> [What you need to do]
Word for word, reproduce the data that follows.

(Stored data entries)
-=-=-=-=-

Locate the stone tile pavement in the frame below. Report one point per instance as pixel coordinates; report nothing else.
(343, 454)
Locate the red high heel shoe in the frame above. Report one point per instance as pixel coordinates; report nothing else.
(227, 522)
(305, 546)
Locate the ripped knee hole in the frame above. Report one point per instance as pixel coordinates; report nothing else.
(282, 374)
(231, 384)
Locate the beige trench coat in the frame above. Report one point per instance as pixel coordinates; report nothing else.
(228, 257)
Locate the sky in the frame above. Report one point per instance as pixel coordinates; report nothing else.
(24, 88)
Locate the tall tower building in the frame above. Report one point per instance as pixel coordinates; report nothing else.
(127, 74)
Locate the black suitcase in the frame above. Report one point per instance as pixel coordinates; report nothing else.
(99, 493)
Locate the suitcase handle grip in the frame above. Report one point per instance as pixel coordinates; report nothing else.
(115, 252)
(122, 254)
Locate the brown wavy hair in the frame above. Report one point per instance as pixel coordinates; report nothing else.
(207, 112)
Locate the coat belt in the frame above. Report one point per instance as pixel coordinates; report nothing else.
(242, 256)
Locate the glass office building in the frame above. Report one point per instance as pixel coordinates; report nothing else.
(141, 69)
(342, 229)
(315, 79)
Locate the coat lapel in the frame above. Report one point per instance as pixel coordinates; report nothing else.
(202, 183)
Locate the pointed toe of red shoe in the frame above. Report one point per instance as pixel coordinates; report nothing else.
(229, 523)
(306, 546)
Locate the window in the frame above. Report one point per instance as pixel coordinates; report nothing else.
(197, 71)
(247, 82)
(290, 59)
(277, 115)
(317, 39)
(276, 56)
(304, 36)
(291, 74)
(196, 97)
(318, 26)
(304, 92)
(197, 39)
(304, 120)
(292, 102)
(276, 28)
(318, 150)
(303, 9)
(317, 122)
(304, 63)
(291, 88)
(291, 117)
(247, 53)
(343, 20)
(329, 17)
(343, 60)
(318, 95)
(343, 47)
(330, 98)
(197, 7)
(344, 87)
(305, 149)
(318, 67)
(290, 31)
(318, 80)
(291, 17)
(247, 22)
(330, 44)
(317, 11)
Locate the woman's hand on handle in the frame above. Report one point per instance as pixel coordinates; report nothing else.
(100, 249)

-=-=-=-=-

> [Output of the exercise]
Locate the stone tile pavement in the frame below. Report one point per instance as pixel coordinates; report nothing else.
(343, 454)
Locate the red high heel shoe in the frame above. Report one point per instance as pixel coordinates; report nothing else.
(227, 522)
(305, 546)
Locate the ripped knee hole in the frame above. Report one point per instance as pixel coordinates; report nothing else.
(282, 374)
(231, 384)
Locate the beige trench coat in the frame above. Report one point per instance as pixel coordinates; report nothing else.
(228, 257)
Locate the sky in the frame above. Report one point per instance as pixel coordinates; report nothing else.
(24, 88)
Locate the tall tower building in the frame above. Report one point per instance as pixel coordinates; report nothing else.
(127, 74)
Locate the black suitcase in the frame above. Report one point per instance as pixel coordinates; report nothing else.
(99, 493)
Locate the suitcase handle grip in the frame above. Report one point per instance as pixel coordinates; report nothing else.
(115, 252)
(122, 254)
Locate the brown wavy hair in the frame above. Report one point per instance as pixel coordinates; report nothing else.
(207, 112)
Locate the coat belt in the frame above. Report one point per instance as pixel coordinates; report nothing else.
(242, 256)
Locate the glass office building in the frame above. Report one point per instance as pixel coordinates; report nothing else.
(141, 69)
(342, 229)
(315, 79)
Locate the coat lapel in the frame above. Report one point per instance as pixel coordinates; report nothing else.
(202, 183)
Locate the pointed toe of red shoe in the frame above. Report one point per instance as pixel coordinates; report nothing else.
(229, 523)
(306, 546)
Locate the window in the frame above. Report one point per instance as pixel coordinates; report nothing else.
(197, 71)
(247, 82)
(290, 59)
(277, 115)
(317, 39)
(276, 56)
(304, 36)
(291, 74)
(196, 97)
(318, 26)
(304, 92)
(197, 39)
(304, 120)
(292, 102)
(276, 28)
(318, 150)
(303, 9)
(317, 122)
(304, 63)
(291, 88)
(291, 117)
(247, 53)
(343, 20)
(329, 17)
(343, 60)
(318, 95)
(343, 47)
(330, 98)
(197, 7)
(344, 87)
(305, 149)
(318, 67)
(290, 31)
(318, 80)
(291, 17)
(247, 22)
(330, 44)
(317, 11)
Locate the woman's hand on handle in the frame above. Report one point per instance as pixel coordinates; report nothing else.
(100, 249)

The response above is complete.